Region pointing data
Segment Open
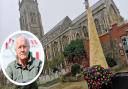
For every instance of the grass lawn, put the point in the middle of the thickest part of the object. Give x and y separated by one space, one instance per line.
70 85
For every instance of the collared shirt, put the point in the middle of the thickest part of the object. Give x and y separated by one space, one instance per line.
23 75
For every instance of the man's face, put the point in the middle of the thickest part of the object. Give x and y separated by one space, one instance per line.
22 48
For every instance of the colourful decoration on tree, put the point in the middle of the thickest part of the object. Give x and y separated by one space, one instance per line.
97 76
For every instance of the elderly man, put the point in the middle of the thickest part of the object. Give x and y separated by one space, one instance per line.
25 67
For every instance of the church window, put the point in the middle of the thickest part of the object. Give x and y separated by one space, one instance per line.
98 28
85 31
33 18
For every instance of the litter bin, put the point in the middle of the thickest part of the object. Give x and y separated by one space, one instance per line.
120 80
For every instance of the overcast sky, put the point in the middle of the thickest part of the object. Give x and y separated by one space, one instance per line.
52 11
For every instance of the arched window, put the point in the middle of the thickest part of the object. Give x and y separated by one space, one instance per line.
77 36
48 53
65 41
98 28
114 15
55 48
85 31
33 18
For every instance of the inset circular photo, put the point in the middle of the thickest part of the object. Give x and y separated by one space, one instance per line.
22 58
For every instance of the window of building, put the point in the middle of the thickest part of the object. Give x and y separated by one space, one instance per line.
98 28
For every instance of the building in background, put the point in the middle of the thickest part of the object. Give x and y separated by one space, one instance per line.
30 19
105 14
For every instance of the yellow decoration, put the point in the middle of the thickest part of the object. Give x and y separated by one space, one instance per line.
96 52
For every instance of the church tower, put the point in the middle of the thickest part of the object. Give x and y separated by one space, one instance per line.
30 19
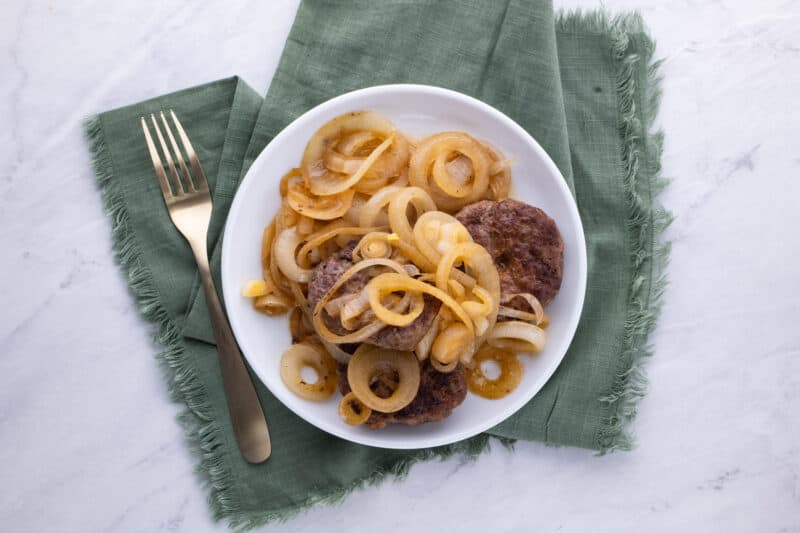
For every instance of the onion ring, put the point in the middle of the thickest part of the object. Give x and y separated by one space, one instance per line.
511 371
369 361
353 411
305 354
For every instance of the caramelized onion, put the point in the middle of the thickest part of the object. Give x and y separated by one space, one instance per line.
451 343
511 371
517 336
304 354
285 246
533 303
447 191
368 330
368 362
398 210
352 410
309 204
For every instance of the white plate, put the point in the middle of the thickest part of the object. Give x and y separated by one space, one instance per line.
418 110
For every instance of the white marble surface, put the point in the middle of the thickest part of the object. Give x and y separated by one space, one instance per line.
88 440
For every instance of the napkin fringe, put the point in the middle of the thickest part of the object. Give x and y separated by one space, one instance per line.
202 432
642 146
467 450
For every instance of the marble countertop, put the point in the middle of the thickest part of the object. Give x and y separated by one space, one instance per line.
88 437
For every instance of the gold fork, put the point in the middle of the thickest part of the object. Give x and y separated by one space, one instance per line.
189 206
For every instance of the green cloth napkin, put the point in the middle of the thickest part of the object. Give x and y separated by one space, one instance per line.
582 84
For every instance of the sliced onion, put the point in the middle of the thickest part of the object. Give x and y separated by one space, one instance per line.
353 411
365 332
391 282
304 354
511 371
255 288
372 212
398 210
272 304
285 246
370 361
334 307
423 348
431 237
292 176
340 129
309 204
372 245
447 191
354 308
353 214
451 343
443 368
376 294
324 235
327 183
517 336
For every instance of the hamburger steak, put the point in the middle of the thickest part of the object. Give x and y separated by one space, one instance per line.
523 241
438 395
391 337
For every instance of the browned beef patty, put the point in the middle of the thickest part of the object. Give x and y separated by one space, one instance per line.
392 337
438 395
524 243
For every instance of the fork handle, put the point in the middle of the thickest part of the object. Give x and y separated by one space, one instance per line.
247 417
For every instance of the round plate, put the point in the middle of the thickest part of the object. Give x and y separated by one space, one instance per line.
418 111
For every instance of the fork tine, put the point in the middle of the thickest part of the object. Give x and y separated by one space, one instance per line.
158 166
202 183
178 155
173 172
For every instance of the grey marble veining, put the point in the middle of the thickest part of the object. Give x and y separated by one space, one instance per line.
88 439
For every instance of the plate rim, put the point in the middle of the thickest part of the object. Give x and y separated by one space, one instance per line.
580 256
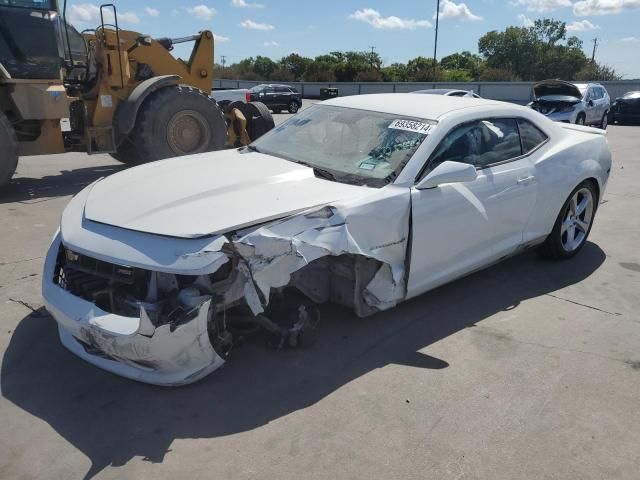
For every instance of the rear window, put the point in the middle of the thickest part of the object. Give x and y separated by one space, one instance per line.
531 136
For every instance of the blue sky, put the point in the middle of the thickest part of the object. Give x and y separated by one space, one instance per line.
399 29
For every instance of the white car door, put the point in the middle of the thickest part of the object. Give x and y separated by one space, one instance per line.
460 227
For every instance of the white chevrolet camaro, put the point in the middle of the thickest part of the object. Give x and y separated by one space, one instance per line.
364 201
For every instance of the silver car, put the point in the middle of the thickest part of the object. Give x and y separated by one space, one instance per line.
581 103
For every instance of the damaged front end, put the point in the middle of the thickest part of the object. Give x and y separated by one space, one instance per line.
557 100
172 328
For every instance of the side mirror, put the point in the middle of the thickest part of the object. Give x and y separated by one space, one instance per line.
448 172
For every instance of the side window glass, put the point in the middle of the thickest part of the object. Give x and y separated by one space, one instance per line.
480 143
531 135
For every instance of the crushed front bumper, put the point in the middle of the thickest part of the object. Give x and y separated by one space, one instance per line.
165 356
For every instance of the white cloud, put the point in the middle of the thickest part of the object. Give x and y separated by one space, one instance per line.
582 26
526 21
460 11
245 4
541 5
586 8
376 20
89 14
202 12
251 25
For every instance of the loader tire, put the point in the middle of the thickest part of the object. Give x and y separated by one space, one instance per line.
259 118
127 153
8 150
175 121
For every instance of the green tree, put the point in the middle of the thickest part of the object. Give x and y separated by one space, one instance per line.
534 53
396 72
467 61
263 67
421 69
296 64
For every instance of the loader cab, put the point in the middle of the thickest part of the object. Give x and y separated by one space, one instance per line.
31 40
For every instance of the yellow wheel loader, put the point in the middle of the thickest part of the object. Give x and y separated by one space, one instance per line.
107 90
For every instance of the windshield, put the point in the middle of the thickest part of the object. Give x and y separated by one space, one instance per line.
348 145
559 98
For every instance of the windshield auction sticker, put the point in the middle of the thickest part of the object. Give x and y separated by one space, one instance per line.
412 126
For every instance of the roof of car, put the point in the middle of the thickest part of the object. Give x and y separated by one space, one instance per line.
439 91
411 105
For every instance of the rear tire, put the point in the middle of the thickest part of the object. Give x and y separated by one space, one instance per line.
573 224
293 107
175 121
8 150
604 123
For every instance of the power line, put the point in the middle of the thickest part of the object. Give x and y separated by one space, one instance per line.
435 45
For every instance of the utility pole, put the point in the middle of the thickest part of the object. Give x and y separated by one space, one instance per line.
435 45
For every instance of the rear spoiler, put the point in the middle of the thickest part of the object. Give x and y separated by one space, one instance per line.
582 128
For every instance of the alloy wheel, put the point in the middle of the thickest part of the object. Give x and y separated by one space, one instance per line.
577 220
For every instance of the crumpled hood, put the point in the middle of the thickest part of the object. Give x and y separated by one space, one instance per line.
556 87
209 193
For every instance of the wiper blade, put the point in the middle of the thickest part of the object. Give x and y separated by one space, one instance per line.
318 172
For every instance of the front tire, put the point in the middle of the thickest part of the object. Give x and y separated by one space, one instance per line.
573 224
8 149
175 121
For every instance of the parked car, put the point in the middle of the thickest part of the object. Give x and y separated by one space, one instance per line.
580 103
277 97
449 92
626 108
226 97
365 201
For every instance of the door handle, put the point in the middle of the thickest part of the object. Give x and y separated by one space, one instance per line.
526 180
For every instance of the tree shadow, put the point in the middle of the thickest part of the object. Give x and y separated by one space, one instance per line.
112 420
67 182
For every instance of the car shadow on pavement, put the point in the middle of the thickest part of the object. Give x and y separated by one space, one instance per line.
67 182
111 419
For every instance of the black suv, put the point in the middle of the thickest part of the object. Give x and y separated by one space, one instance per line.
277 97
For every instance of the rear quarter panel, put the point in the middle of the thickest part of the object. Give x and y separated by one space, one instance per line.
575 155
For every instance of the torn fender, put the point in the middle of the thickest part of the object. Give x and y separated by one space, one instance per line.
376 229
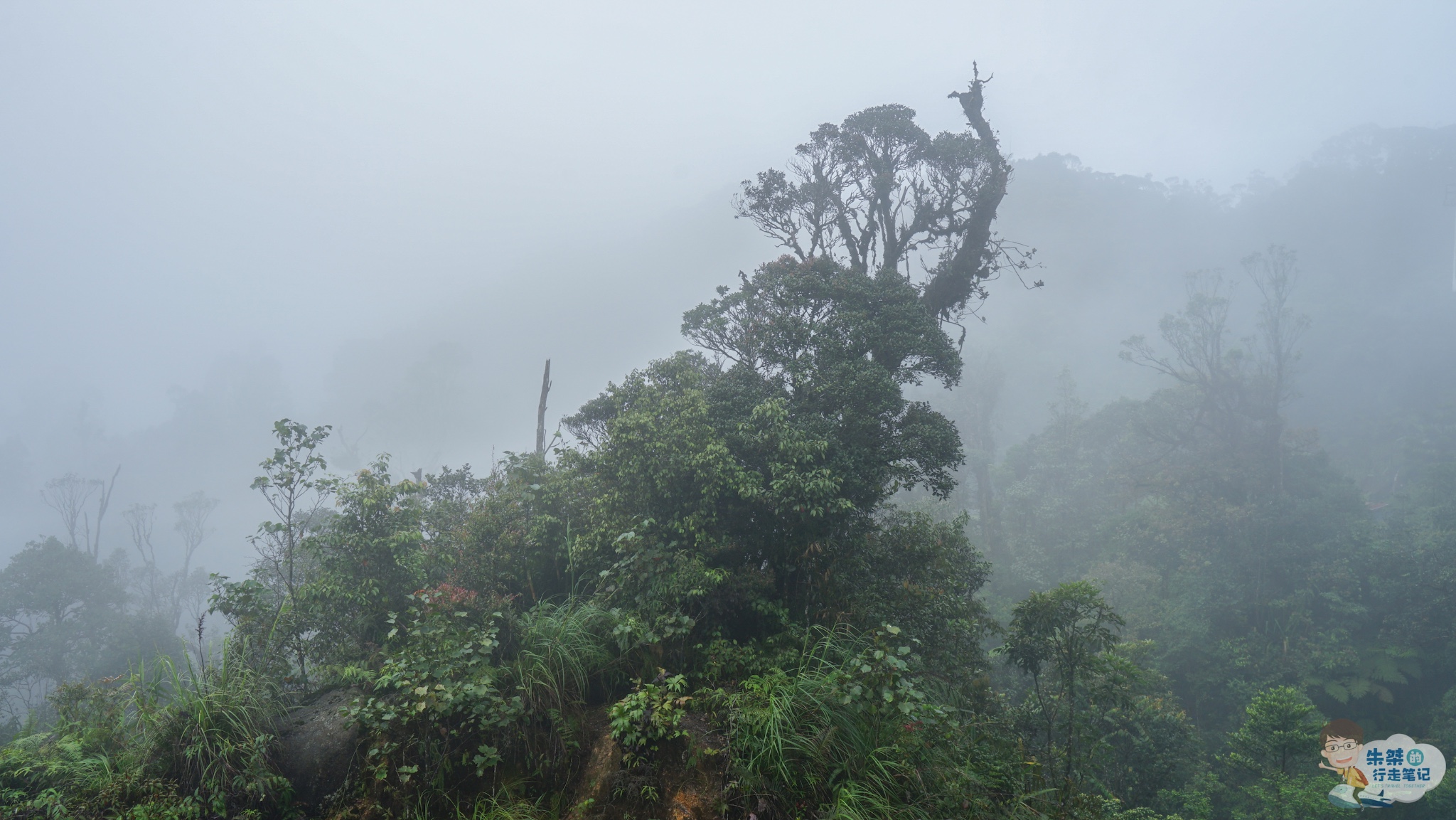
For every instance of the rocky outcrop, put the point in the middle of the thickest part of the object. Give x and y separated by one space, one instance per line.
685 782
316 746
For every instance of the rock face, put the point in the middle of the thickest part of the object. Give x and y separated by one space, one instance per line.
686 778
316 745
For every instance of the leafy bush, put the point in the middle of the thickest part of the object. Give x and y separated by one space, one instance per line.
648 715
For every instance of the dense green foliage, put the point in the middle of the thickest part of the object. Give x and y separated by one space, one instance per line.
751 567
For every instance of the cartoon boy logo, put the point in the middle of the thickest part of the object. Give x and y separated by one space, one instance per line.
1340 745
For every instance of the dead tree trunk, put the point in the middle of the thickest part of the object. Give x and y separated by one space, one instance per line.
540 412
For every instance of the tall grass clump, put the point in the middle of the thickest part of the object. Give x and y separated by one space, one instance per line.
852 732
161 742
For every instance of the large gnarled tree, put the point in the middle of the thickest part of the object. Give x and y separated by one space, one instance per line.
882 196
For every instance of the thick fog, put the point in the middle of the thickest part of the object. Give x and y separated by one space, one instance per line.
386 218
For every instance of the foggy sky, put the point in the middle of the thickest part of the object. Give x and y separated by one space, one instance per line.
386 218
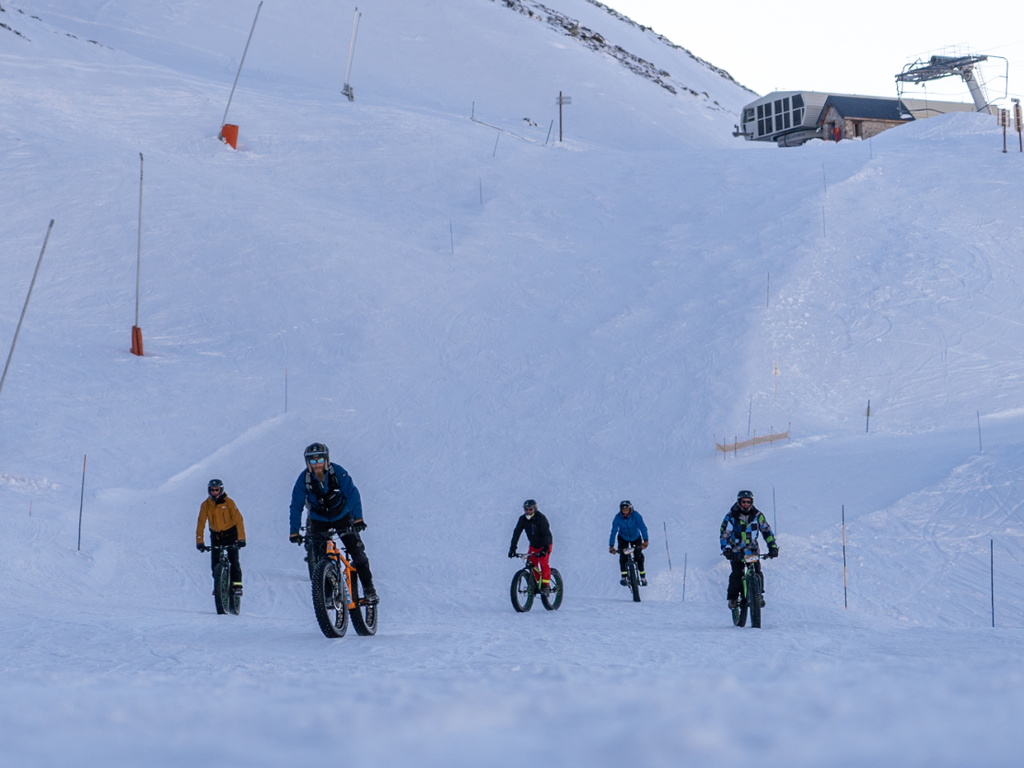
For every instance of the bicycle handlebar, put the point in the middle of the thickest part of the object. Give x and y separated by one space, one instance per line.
210 548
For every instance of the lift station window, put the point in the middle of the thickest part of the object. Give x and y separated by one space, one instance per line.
Segment Closed
PROBLEM TO WORK ON
Take the line that contains "For every instance of the bicycle" and each line after it down to the last of the records, and retype them exactly; add nothing else.

RESPONSE
For every instance of the bicycle handlebar, put the point in the middle of the thickest part of the object. Give x and y separated by one space, one instance per line.
210 548
For every instance of the lift station window, put the point in the middle of the thickest part of the object. Give x and y separated by one space, one instance per line.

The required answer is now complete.